>> Start

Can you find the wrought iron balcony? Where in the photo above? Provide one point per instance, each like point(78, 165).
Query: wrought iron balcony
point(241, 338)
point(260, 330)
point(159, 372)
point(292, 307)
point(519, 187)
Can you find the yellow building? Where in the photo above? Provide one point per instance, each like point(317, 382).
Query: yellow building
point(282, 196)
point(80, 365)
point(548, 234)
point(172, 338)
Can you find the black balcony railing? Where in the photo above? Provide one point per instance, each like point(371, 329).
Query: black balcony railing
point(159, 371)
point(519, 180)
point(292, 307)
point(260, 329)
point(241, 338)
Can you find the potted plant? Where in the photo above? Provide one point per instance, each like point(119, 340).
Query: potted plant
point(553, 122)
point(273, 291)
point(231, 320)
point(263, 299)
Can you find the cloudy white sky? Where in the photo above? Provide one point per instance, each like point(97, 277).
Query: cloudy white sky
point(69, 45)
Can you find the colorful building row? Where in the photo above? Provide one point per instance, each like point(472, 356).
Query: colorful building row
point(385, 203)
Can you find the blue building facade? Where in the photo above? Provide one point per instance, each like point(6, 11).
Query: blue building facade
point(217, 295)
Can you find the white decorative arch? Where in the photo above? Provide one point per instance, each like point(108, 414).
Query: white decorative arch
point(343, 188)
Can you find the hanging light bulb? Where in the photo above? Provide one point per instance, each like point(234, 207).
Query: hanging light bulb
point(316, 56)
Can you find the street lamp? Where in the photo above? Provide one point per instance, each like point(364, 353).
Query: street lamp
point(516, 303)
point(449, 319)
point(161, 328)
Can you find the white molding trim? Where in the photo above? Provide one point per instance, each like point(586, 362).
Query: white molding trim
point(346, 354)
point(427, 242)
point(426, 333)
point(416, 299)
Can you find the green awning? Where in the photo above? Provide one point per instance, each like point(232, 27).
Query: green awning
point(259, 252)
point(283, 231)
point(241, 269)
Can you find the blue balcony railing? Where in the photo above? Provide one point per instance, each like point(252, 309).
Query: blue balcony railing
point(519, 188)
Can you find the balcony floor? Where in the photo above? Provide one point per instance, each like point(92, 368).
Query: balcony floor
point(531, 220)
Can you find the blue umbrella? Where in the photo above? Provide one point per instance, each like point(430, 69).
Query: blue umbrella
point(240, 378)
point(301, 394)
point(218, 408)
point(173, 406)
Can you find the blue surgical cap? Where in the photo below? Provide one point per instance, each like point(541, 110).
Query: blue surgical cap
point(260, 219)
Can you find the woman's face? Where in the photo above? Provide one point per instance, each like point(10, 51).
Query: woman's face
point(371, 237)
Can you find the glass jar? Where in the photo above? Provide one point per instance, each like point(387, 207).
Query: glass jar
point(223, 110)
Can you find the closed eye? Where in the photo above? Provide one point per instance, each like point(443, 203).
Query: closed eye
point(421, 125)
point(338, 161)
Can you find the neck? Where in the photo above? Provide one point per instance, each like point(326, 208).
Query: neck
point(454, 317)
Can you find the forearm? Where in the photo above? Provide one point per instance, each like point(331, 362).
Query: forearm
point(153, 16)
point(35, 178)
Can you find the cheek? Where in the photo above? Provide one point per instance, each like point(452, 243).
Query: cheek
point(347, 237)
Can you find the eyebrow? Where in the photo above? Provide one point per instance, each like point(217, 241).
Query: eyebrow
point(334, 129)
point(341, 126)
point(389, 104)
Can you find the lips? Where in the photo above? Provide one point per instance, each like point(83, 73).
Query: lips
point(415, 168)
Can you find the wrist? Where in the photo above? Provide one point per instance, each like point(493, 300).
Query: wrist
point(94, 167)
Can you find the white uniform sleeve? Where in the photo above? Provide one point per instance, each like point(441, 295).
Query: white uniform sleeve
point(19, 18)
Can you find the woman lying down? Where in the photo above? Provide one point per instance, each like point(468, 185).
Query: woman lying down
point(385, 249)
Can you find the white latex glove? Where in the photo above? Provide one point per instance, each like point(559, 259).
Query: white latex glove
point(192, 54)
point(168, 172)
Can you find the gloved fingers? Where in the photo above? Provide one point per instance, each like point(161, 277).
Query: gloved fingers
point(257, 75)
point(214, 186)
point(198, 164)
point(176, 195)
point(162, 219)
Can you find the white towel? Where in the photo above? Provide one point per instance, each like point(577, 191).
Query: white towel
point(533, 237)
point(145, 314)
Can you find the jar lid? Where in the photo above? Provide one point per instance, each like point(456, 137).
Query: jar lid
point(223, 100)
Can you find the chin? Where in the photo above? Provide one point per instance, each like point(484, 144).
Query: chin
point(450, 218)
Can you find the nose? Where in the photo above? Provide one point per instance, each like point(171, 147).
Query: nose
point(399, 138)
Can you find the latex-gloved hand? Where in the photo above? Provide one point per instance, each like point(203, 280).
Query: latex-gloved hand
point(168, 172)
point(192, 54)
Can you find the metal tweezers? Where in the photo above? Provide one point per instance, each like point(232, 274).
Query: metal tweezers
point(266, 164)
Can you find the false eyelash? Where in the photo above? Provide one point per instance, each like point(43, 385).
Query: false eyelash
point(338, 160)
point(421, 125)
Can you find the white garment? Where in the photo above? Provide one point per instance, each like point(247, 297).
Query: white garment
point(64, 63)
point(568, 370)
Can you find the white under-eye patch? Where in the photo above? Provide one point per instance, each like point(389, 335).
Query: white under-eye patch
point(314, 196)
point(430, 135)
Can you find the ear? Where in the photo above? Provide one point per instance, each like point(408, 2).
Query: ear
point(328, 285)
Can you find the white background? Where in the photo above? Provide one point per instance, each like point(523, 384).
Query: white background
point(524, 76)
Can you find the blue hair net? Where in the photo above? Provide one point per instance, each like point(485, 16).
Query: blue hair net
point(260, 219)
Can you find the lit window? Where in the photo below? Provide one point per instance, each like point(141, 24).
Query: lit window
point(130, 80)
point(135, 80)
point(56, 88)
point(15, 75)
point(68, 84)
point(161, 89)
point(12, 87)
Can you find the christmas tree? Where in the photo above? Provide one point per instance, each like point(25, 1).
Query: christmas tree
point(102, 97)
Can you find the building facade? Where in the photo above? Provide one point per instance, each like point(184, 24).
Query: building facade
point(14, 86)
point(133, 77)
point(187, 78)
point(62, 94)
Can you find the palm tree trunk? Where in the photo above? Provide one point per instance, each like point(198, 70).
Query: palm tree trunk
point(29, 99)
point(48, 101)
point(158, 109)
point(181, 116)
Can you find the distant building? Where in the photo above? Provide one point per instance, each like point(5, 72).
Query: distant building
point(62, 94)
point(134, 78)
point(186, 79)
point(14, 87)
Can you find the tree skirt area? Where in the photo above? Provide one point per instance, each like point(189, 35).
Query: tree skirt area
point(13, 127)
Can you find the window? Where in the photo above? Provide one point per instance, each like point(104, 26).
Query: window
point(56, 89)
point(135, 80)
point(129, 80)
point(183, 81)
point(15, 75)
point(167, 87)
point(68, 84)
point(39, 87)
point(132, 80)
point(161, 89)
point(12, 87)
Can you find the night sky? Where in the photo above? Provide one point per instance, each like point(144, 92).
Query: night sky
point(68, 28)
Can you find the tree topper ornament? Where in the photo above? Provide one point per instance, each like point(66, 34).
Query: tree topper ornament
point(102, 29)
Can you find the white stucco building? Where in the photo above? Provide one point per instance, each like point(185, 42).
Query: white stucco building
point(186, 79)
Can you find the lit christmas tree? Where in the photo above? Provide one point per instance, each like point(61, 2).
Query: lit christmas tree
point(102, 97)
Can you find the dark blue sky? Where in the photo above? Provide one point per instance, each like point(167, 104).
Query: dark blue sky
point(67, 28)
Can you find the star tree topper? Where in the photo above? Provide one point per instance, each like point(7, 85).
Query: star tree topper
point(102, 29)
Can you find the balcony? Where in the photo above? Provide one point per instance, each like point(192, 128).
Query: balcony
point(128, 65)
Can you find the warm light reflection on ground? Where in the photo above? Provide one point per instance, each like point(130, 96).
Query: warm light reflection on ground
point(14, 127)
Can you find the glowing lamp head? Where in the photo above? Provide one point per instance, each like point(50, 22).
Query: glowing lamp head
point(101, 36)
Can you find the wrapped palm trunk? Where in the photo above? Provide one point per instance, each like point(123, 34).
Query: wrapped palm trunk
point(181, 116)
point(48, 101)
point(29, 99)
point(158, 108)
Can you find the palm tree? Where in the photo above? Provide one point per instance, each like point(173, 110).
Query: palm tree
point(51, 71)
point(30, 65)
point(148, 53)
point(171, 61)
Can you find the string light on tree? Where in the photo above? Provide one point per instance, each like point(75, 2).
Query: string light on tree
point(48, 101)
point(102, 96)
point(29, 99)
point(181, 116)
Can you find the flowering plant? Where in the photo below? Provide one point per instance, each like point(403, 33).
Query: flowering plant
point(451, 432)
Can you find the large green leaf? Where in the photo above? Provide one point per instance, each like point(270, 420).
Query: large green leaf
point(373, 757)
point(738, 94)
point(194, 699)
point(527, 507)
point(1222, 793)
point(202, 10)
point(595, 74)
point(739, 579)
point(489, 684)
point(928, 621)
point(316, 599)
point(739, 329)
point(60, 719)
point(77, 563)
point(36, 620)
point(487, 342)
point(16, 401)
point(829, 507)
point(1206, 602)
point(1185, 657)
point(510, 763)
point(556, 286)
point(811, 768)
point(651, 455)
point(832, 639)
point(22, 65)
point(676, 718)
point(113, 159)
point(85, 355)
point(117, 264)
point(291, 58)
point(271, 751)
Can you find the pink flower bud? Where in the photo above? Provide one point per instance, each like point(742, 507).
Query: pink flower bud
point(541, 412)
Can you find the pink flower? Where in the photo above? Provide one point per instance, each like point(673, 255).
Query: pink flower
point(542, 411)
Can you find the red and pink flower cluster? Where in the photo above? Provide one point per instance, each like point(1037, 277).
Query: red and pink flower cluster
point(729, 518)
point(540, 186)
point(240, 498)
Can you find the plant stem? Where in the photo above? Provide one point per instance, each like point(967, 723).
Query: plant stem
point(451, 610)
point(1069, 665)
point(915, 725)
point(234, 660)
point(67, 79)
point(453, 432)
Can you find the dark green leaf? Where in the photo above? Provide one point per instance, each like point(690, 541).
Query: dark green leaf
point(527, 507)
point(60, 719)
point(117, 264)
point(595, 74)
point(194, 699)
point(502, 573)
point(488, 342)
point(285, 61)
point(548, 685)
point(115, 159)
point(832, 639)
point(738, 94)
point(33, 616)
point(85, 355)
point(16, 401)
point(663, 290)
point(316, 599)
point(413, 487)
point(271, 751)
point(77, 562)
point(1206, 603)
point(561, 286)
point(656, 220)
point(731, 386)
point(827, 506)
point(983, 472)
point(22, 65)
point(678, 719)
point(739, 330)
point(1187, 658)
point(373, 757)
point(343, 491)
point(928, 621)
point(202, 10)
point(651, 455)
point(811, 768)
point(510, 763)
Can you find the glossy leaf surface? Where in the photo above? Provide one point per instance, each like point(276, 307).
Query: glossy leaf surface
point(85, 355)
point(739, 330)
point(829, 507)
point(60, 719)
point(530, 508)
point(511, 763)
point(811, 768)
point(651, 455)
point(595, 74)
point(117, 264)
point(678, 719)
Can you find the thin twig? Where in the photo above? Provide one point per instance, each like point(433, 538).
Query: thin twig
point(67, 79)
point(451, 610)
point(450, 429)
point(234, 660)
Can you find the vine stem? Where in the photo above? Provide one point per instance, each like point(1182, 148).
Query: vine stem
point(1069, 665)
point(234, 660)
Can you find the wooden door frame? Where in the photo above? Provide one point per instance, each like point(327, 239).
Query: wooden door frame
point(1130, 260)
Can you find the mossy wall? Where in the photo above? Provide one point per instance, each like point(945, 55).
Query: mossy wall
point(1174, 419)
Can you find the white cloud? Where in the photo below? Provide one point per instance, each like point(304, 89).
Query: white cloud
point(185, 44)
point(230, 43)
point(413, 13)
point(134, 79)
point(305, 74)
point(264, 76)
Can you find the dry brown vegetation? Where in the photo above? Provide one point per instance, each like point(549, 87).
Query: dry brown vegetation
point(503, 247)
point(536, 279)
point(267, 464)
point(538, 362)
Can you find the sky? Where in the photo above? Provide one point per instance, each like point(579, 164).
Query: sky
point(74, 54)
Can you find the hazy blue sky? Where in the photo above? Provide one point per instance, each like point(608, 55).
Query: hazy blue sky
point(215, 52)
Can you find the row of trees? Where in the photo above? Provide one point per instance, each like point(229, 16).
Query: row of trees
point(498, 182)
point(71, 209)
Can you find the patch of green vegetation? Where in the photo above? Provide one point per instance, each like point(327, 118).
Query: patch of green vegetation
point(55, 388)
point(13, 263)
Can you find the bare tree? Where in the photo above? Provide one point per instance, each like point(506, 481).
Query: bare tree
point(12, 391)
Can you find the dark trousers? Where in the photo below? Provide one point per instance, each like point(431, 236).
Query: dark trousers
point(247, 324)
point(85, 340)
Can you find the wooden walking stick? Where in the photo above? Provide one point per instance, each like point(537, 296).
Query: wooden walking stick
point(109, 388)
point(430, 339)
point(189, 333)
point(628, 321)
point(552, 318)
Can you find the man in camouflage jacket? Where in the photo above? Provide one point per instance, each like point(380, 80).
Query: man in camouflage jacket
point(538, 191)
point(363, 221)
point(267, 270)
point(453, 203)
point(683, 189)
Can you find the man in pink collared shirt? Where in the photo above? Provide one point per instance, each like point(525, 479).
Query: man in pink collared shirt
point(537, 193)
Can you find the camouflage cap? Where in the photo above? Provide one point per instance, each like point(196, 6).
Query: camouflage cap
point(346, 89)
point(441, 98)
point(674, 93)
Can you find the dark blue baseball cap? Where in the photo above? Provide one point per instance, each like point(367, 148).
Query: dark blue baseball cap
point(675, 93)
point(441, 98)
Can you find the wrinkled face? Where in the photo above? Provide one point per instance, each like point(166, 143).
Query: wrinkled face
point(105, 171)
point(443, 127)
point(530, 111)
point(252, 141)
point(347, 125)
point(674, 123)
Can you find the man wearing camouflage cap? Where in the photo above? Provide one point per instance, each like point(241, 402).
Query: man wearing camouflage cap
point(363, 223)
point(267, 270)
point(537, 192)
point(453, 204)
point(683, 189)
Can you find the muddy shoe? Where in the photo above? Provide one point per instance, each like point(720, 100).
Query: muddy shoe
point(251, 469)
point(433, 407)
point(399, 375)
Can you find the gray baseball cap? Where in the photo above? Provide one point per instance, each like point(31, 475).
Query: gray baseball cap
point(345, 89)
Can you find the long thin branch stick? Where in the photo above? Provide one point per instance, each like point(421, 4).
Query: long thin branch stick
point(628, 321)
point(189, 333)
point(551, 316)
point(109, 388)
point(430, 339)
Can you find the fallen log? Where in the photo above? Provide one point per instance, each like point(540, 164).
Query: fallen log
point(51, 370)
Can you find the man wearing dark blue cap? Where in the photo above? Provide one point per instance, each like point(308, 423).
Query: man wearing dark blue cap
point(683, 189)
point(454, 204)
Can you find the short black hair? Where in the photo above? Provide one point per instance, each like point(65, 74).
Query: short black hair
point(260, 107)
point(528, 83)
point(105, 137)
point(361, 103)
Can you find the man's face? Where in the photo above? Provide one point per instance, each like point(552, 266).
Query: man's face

>> End

Aim of the exercise
Lay out the lines of the records as a Markdown table with two columns, Row and Line. Start at the first line and stop after the line containing "point(519, 187)", include both of those lines, number the rows, and leave out any blank lines.

Exercise answer
| Row | Line |
|---|---|
| 1 | Can you find the wrought iron balcony? Where in the photo above? Provide one point per instance, each like point(78, 165). |
| 2 | Query: wrought iron balcony |
| 3 | point(241, 338) |
| 4 | point(260, 330) |
| 5 | point(159, 372) |
| 6 | point(292, 307) |
| 7 | point(519, 187) |